▸ **Given problem**: Write out every line of the records again, requests included, and shift each coordinate number in the answers by adding -76 to it.

▸ **Given data**:

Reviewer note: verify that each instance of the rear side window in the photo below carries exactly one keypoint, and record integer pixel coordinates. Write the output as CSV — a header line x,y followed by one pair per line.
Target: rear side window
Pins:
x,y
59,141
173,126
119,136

▸ **In response**:
Reviewer note: verify that each instance of the rear side window in the photo below carries exactly one keypoint, and record integer pixel coordinates. Write the output as CSV — a header line x,y followed by one pair per line.
Target: rear side window
Pins:
x,y
-17,65
97,50
43,60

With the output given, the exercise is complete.